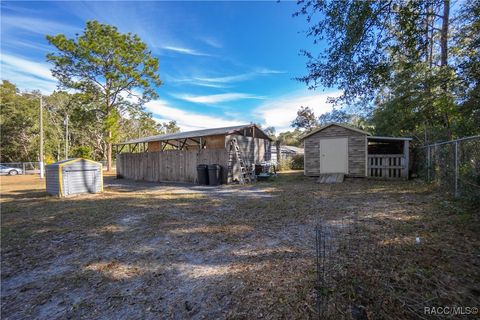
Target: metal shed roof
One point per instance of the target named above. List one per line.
(377, 138)
(335, 124)
(69, 161)
(193, 134)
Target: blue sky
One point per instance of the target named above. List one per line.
(222, 63)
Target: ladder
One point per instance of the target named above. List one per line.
(234, 151)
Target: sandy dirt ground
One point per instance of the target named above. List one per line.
(173, 251)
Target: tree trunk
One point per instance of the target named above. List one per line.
(109, 151)
(444, 34)
(444, 58)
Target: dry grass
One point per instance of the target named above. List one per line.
(170, 251)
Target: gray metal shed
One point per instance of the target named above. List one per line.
(74, 176)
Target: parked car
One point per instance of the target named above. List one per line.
(10, 170)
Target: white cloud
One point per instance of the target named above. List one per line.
(187, 121)
(216, 98)
(238, 77)
(35, 25)
(212, 42)
(26, 74)
(221, 82)
(185, 51)
(280, 112)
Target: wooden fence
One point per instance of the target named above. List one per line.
(171, 165)
(387, 166)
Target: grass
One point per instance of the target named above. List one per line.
(143, 250)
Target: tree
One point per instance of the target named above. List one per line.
(169, 127)
(396, 61)
(290, 138)
(19, 124)
(270, 131)
(109, 66)
(305, 119)
(335, 116)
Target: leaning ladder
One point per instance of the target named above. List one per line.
(234, 151)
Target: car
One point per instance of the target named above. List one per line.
(10, 170)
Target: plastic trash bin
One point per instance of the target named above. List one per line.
(202, 173)
(214, 174)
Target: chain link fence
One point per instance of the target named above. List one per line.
(454, 166)
(13, 168)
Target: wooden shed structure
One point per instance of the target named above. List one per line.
(174, 157)
(74, 176)
(338, 148)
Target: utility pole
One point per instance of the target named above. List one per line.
(42, 174)
(66, 136)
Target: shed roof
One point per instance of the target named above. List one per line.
(193, 134)
(292, 149)
(335, 124)
(69, 161)
(378, 138)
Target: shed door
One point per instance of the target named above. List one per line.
(81, 181)
(334, 155)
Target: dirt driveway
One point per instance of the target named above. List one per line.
(151, 251)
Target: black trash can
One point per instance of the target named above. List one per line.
(214, 174)
(202, 173)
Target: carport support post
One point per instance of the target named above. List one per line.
(428, 163)
(456, 169)
(42, 172)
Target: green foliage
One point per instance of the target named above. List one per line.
(115, 70)
(305, 119)
(298, 162)
(407, 65)
(82, 152)
(19, 124)
(295, 162)
(290, 138)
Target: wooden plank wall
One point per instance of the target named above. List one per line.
(357, 150)
(254, 150)
(171, 165)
---
* WRITTEN PROBLEM: Write out every record above exactly as it stands, but leave out the pictures.

* IN RESPONSE:
Target: metal shed roof
One point per instance of the target named above. List one per line.
(377, 138)
(335, 124)
(69, 161)
(193, 134)
Target: blue sky
One point per instance of the target named above. List one per line.
(222, 63)
Target: ladder
One point per instance of the target named above. List one per line.
(234, 151)
Target: sandy dirt ground
One point per instance of the target named above. List one per line.
(173, 251)
Target: tree trunk
One point per instance of the target named above. List one per line.
(109, 151)
(444, 34)
(444, 58)
Target: dry grass
One point per instance of the target named above. List one per line.
(170, 251)
Target: gray metal shed
One point per instance of the target named above. List one per line.
(74, 176)
Target: parked car
One point per instance of the target named above. List one per line.
(10, 170)
Target: white cloud
One point per instance of the target named above. List one per line.
(187, 121)
(216, 98)
(238, 77)
(35, 25)
(212, 42)
(26, 74)
(221, 82)
(185, 51)
(280, 112)
Target: wooden fence
One point per instance of the target named above. List one per line.
(171, 165)
(387, 166)
Target: grass
One point per instance of the target named above. List one per line.
(143, 250)
Target: tree
One point per instance of the target named above. List one per line.
(169, 127)
(396, 61)
(290, 138)
(19, 124)
(270, 131)
(109, 66)
(305, 119)
(335, 116)
Target: leaning ladder
One point per instance of the target named above. List one per line.
(234, 151)
Target: car
One point per instance of the target named above. List one per line.
(10, 170)
Target: plastic trash bin
One point per instance of the target named above. List one per line.
(202, 173)
(214, 174)
Target: chain link fence
One point per instance of the target named above. List one per line.
(454, 166)
(13, 168)
Target: wooden shed structure
One point per instance of the target named above. List one per line.
(174, 157)
(74, 176)
(338, 148)
Target: utility pole
One point per instance of the target named above. List one per line.
(42, 174)
(66, 136)
Target: shed roof
One point per instance of the target named above. List one per line.
(193, 134)
(292, 149)
(335, 124)
(69, 161)
(378, 138)
Target: shed door
One point per instance of the target named above. List one per line.
(81, 181)
(334, 155)
Target: dirt driveway
One point per instance of the target named above. List one per line.
(151, 251)
Target: black trash can
One point per instance of the target named above. List one per line.
(214, 174)
(202, 173)
Target: carport support post
One point per instance of the target named above. List one per line.
(428, 163)
(456, 169)
(42, 172)
Target: green foliage
One point per instance of the target named above. List one per line.
(115, 70)
(305, 119)
(298, 162)
(407, 65)
(82, 152)
(19, 124)
(295, 162)
(290, 138)
Target: wooden plank wall
One point per instance of the target named above. List one per line.
(357, 150)
(254, 150)
(171, 165)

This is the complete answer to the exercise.